**Exercise:** Copy, from the entries below, each line in which the string "hill" appears.

Point-per-instance localization data:
+++

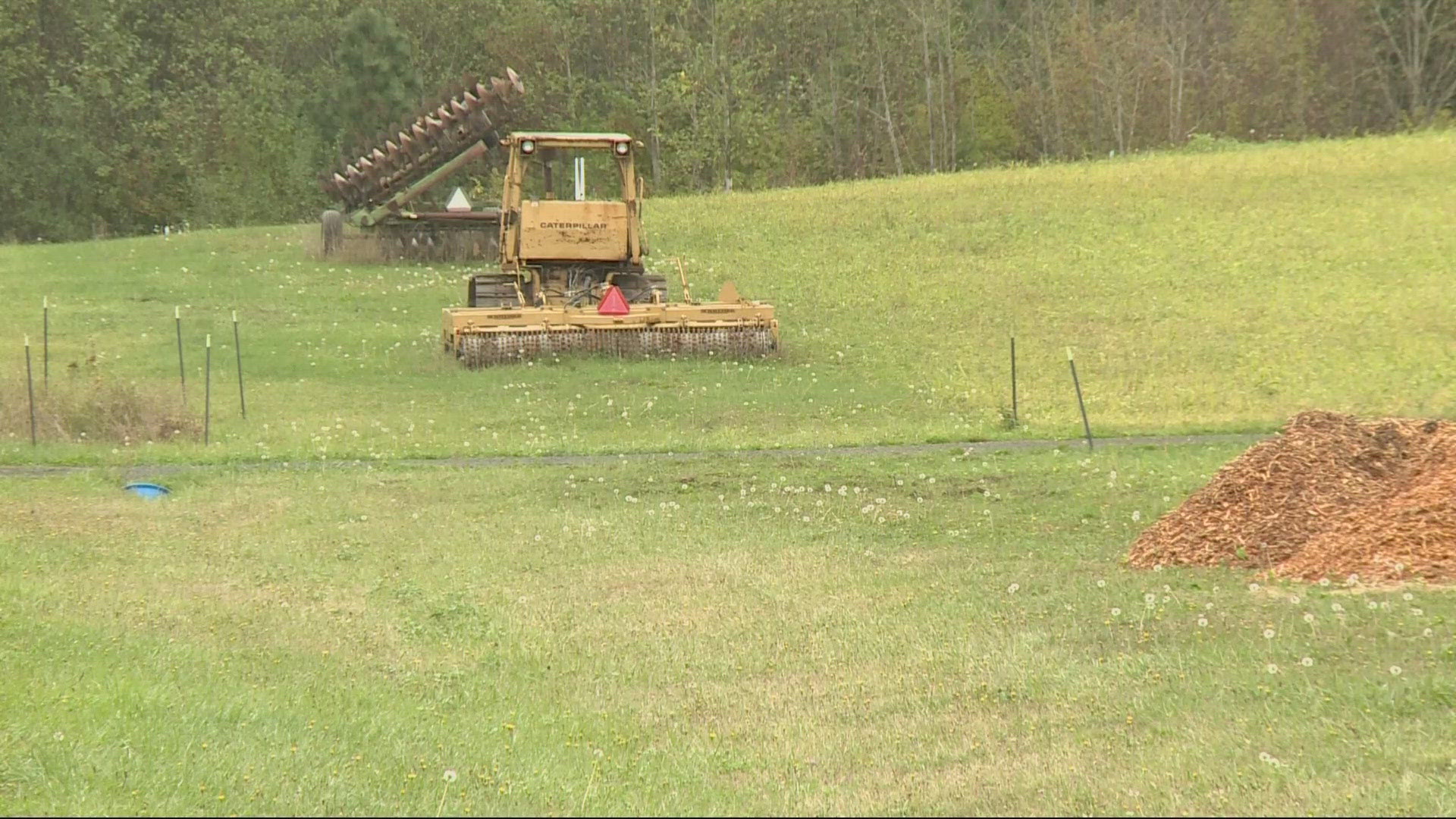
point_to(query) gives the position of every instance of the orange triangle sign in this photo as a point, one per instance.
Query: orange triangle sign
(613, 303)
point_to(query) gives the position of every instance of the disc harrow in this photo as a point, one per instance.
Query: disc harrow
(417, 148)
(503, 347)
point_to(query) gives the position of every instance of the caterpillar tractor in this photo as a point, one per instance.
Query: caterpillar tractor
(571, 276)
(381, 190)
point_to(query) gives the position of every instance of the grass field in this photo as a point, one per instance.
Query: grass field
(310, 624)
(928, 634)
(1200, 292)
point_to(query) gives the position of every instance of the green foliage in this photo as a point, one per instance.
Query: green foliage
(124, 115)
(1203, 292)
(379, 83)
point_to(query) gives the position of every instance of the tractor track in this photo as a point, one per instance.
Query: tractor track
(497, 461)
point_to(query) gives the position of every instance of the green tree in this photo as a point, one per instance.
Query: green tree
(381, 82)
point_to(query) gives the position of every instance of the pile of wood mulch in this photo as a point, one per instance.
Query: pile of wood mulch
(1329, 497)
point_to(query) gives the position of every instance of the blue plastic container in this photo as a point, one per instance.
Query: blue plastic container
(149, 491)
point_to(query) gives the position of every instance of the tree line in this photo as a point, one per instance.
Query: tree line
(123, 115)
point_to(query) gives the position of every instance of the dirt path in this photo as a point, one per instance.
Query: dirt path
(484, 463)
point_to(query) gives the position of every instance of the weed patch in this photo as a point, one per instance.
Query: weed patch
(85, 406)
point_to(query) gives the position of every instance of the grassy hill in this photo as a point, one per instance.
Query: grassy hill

+++

**Result for this task:**
point_to(query) gives the position of every instance of the grassy hill in this photo as a point, one per instance.
Query: grassy hill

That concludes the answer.